Guest from the Future: Anna Akhmatova and Isaiah Berlin
- Book Review,
by Gyorgy Dalos


From Publishers Weekly
In the annals of 20th-century literature, few encounters between great writers were at once so ephemeral and so fraught with meaning as the evening in 1945 that Isaiah Berlin spent in the Leningrad home of Anna Akhmatova. The celebrated Russian poet saw Berlin, a Russian-born Oxford professor of political theory, then first secretary for the British Embassy in Moscow, as a visionary from the democratic world that she'd never experienced. According to Dalos, Akhmatova became romantically obsessed with Berlin and placed him as the central figure in a famously cryptic masterpiece, "Poem Without a Hero." The encounter also left Akhmatova under the surveillance of the KGB, who denounced Berlin as a British spy. Dalos, a Russian novelist and literary critic who now lives in Berlin, was captivated by the story at a 1993 meeting of the Heinrich B?ll Foundation in Moscow, at which a former KGB official delivered a paper on Akhmatova and her secret government file. Quoting at length from Akhmatova's friends and supporters, and from extensive interviews with Berlin, who died in 1997, Dalos makes considerable headway in recasting Akhmatova's lifework. Dalos is least convincing when using complex passages from her writing to support his theories about her relationship with Berlin. When weaving together details from Russian history and the notes and letters of Berlin and Akhmatova, his writing is more graceful, lending support to the growing reputation of a poet who only late in life earned global publication and an honorary doctorate from Oxford, and for whom a star was named in 1988, 22 years after her death. Copyright 1999 Reed Business Information, Inc.


george steiner, The Observer
"[Dalos's] warmth of insight and of protest is genuine, and the tale wonderfully worth the telling."


From Kirkus Reviews
Hungarian writer Dalos brings his powerful dissident's voice (1985, 1984) to the story of the ill-fated meeting between poet and philosopher. On the eve of the Cold War, a night in November 1945, Isaiah Berlin, then first secretary to the British Embassy in Moscow, met the greatest living Russian poet, the mercurial Anna Akhmatova. The two spent some 12 hours talking, and ever after Akhmatova thought of the Englishman as a lover of sorts and, Dalos believes, as the poetical figure the guest from the future, who appears in one of her greatest works, Poem Without a Hero. The long-term consequences of the meeting, however, may have been baleful; the already controversial Akhmatova found herself the recipient of a scathing denunciation by Stalin's arts czar, in which she was infamously characterized as ``a nun . . . and a whore.'' She was unable to publish her verse, barely able to eke out a living as a translator, and her son was sent to the gulag. Berlin would be haunted by guilt feelings for the rest of his life, although Dalos doubts that the visit was the trigger for the repression that followed. For the rest of her life (she died of a heart attack in 1966), Akhmatova would be in and out of favor depending on the blowing winds of change in the Soviet government. Dalos traces the cycles of her career in a deft, ironic, often caustic voice. He has a solid grasp of the vagaries of Communist bloc governmental shenanigans and also illuminates Akhmatova's verse with some incisive analyses. Occasionally, he is reduced to guessing the motivations of the men in the Kremlin, but he is generally cautious in his surmises. A downbeat but highly insightful book, painful to read but splendidly written and researched. -- Copyright ©1999, Kirkus Associates, LP. All rights reserved.
^^^^^^^^^^^^^^^^
■ STATED GOAL A
According to the review excerpt, for roughly how many hours did Isaiah Berlin and Anna Akhmatova talk during their 1945 meeting?
The listing that comes next has no connection to the review excerpt.

■ GIVEN RECORDS
^^^^^^^^^^^^^^^^
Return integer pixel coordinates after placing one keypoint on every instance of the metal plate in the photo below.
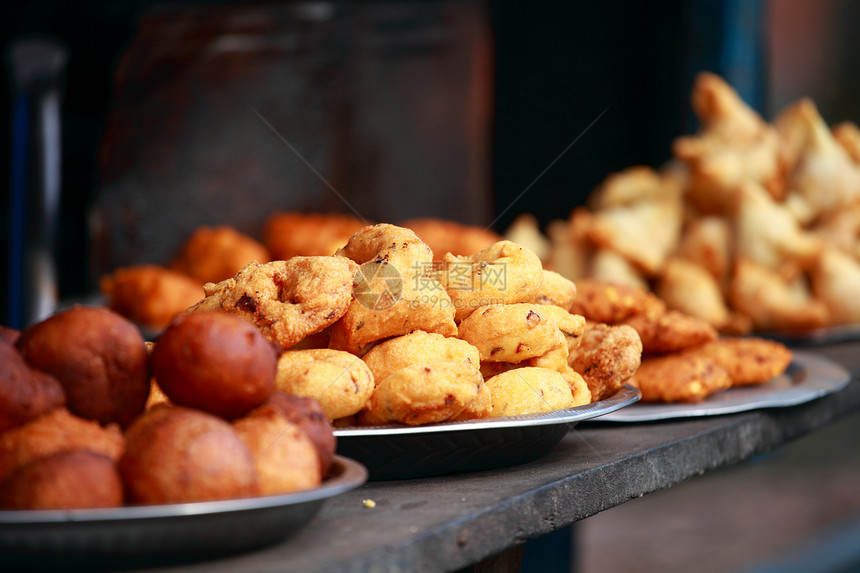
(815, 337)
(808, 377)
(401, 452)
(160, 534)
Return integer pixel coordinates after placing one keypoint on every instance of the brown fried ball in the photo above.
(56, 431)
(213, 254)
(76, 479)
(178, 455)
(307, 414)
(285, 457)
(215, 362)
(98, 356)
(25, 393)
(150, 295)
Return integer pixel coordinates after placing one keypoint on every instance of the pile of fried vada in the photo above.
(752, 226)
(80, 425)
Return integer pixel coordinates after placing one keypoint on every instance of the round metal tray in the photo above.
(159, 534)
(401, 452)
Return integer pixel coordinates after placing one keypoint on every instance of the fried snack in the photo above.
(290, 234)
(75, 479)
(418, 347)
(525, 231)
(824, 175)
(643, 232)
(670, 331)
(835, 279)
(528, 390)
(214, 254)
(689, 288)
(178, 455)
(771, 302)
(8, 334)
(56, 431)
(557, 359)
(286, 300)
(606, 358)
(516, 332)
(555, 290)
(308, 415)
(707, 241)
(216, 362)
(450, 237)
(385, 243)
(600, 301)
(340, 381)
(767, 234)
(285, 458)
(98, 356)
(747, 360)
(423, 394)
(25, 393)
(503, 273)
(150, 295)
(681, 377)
^^^^^^^^^^^^^^^^
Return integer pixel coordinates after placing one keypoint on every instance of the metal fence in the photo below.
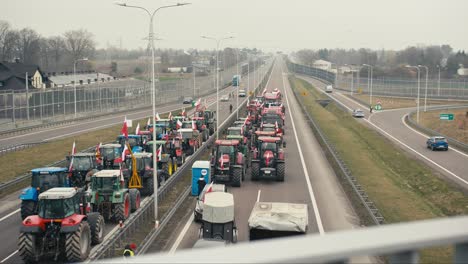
^^^^^^^^^^^^^^^^
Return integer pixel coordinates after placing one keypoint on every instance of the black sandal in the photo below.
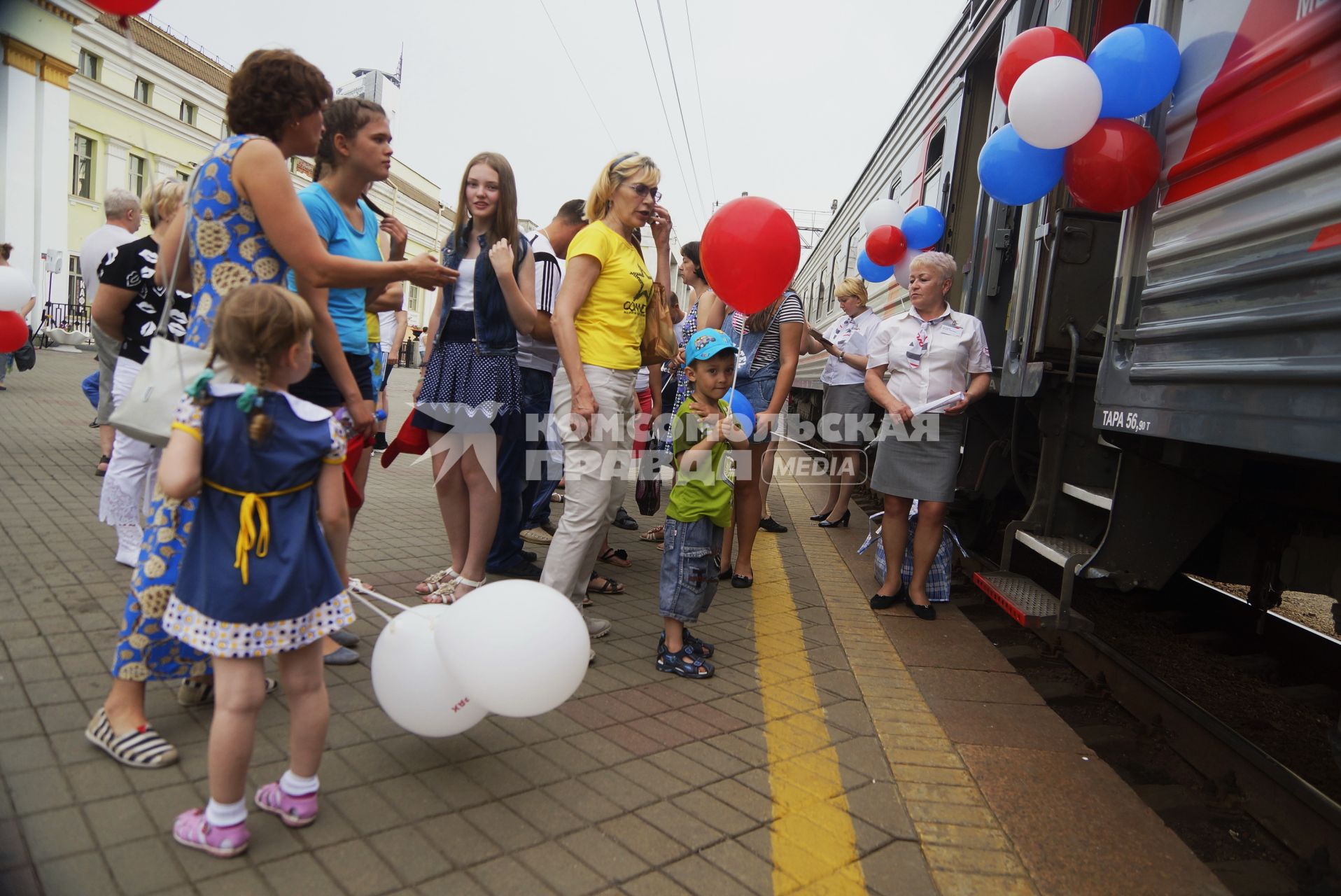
^^^^^^^^^^^^^^^^
■ STATED GOAL B
From the listing above, pick out and copy every line that contains the string "fried". Case counts.

■ WRITTEN REPLY A
Some 12 hours.

■ WRITTEN REPLY B
Return integer pixel coordinates after placing one keypoint on every instance of the brown fried ball in the photo above.
Return integer pixel coordinates after placing one keypoint on every instance of the pile of fried vada in the photo above.
Return integer pixel coordinates after placing one keypoint on every instance of the fried snack in the photo above.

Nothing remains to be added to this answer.